# Consigne donnée a
Remplacez « tricycle » par « vélo » dans le passage du texte à lire allant de « Les photographies d’objets » jusqu'à « du village français. », puis recopiez ce passage.

# Texte à lire
******************************

Les photographies d’objets sacrifient souvent au pathos. Par exemple, le tricycle du bâtiment 65 à Gunkanjima, dont les restes rouillés sont regroupés sur le cliché de Marchand et Meffre (image 4), plus encore que les fouilles archéologiques, peut convoquer une mémoire émouvante voire traumatique, un peu comme celle du massacre d’Oradour-sur-Glane dont les vestiges ont été conservés. La roue en l’air, une pédale levée, regrette silencieusement son mouvement passé. Comme sur une scène de crime, on se demande ce qu’est devenu l’enfant qui l’a laissé. Quoique la vie y fût rude, certains habitants étaient peut-être peinés de quitter l’île japonaise où resteraient leurs souvenirs. Mais cette théâtralisation dramatique de l’abandon apparaît en rupture avec l’histoire réelle des vestiges qui ne procèdent pas d’un évènement traumatisant contrairement à ceux du village français.

Le couple d’urbexeurs Raphaël Lopez et Marie de la Roche rédige des récits fictionnels, souvent teintés d’humour noir, pour chaque endroit exploré, sur son site internet Urbex Session, et dans son livre Urbex session, le livre. Au-delà de cette limite… à vous de voir. Pour l’excursion à Tchernobyl, sont ajoutées à la fiction quelques précisions historiques. Les ouvrages plus artistiques d’Yves Marchand et Romain Meffre contiennent, quant à eux, chacun un texte introductif qui retrace les grandes lignes de l’histoire des villes photographiées[2]. Cela n’en fait pas pour autant un travail de reportage historique. La forme adoptée par les deux photographes paraît plus adaptée aux modes de présentation et de diffusion de l’art contemporain (Méaux, « Voyage au cœur de la catastrophe »). En tout cas, ces nouvelles pratiques sont révélatrices de notre époque où le passé, appréhendé subjectivement par l’expérience et l’émotion, plaît plus que l’histoire (Hartog, Régimes d’historicité, 206).

******************************

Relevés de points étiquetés

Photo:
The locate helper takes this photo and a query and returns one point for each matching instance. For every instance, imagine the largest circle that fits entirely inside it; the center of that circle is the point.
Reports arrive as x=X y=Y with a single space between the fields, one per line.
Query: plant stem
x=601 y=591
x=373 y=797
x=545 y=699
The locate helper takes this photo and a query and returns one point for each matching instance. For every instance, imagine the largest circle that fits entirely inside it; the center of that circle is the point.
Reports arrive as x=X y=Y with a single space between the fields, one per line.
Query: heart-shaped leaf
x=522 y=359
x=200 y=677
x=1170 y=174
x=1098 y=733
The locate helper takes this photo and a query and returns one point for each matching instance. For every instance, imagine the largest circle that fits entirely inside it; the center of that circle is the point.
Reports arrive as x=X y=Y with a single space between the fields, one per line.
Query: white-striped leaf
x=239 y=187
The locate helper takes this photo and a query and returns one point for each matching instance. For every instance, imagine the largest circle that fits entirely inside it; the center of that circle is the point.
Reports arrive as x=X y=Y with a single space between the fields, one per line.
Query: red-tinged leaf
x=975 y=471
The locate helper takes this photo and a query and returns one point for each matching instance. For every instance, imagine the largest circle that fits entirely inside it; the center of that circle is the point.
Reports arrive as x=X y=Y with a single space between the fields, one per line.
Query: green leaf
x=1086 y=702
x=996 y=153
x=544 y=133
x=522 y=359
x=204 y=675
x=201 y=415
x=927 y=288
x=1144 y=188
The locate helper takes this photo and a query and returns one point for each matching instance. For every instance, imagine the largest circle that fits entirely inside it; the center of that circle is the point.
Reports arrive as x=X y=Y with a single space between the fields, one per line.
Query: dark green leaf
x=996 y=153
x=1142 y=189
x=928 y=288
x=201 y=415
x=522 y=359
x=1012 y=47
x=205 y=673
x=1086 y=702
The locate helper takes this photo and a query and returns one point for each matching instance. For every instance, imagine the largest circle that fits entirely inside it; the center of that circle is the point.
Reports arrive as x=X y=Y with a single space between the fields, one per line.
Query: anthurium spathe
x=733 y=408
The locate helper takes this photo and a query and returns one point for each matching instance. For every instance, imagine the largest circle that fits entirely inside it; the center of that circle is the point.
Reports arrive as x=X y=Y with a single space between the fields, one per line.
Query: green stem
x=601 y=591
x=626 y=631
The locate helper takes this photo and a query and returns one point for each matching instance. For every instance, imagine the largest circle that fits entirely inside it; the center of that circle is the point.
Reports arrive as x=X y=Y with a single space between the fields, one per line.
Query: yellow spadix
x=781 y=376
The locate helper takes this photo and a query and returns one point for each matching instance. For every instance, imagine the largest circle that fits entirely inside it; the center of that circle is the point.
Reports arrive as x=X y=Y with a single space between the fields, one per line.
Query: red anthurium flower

******************************

# Consigne donnée b
Présentez sous forme de liste numérotée les lignes du listing, depuis son début jusqu'à la ligne contenant « x=1144 y=188 » incluse, en omettant les lignes vides.

# Solution proposée a
Les photographies d’objets sacrifient souvent au pathos. Par exemple, le vélo du bâtiment 65 à Gunkanjima, dont les restes rouillés sont regroupés sur le cliché de Marchand et Meffre (image 4), plus encore que les fouilles archéologiques, peut convoquer une mémoire émouvante voire traumatique, un peu comme celle du massacre d’Oradour-sur-Glane dont les vestiges ont été conservés. La roue en l’air, une pédale levée, regrette silencieusement son mouvement passé. Comme sur une scène de crime, on se demande ce qu’est devenu l’enfant qui l’a laissé. Quoique la vie y fût rude, certains habitants étaient peut-être peinés de quitter l’île japonaise où resteraient leurs souvenirs. Mais cette théâtralisation dramatique de l’abandon apparaît en rupture avec l’histoire réelle des vestiges qui ne procèdent pas d’un évènement traumatisant contrairement à ceux du village français.

# Solution proposée b
1. Photo:
2. The locate helper takes this photo and a query and returns one point for each matching instance. For every instance, imagine the largest circle that fits entirely inside it; the center of that circle is the point.
3. Reports arrive as x=X y=Y with a single space between the fields, one per line.
4. Query: plant stem
5. x=601 y=591
6. x=373 y=797
7. x=545 y=699
8. The locate helper takes this photo and a query and returns one point for each matching instance. For every instance, imagine the largest circle that fits entirely inside it; the center of that circle is the point.
9. Reports arrive as x=X y=Y with a single space between the fields, one per line.
10. Query: heart-shaped leaf
11. x=522 y=359
12. x=200 y=677
13. x=1170 y=174
14. x=1098 y=733
15. The locate helper takes this photo and a query and returns one point for each matching instance. For every instance, imagine the largest circle that fits entirely inside it; the center of that circle is the point.
16. Reports arrive as x=X y=Y with a single space between the fields, one per line.
17. Query: white-striped leaf
18. x=239 y=187
19. The locate helper takes this photo and a query and returns one point for each matching instance. For every instance, imagine the largest circle that fits entirely inside it; the center of that circle is the point.
20. Reports arrive as x=X y=Y with a single space between the fields, one per line.
21. Query: red-tinged leaf
22. x=975 y=471
23. The locate helper takes this photo and a query and returns one point for each matching instance. For every instance, imagine the largest circle that fits entirely inside it; the center of that circle is the point.
24. Reports arrive as x=X y=Y with a single space between the fields, one per line.
25. Query: green leaf
26. x=1086 y=702
27. x=996 y=153
28. x=544 y=133
29. x=522 y=359
30. x=204 y=675
31. x=201 y=415
32. x=927 y=288
33. x=1144 y=188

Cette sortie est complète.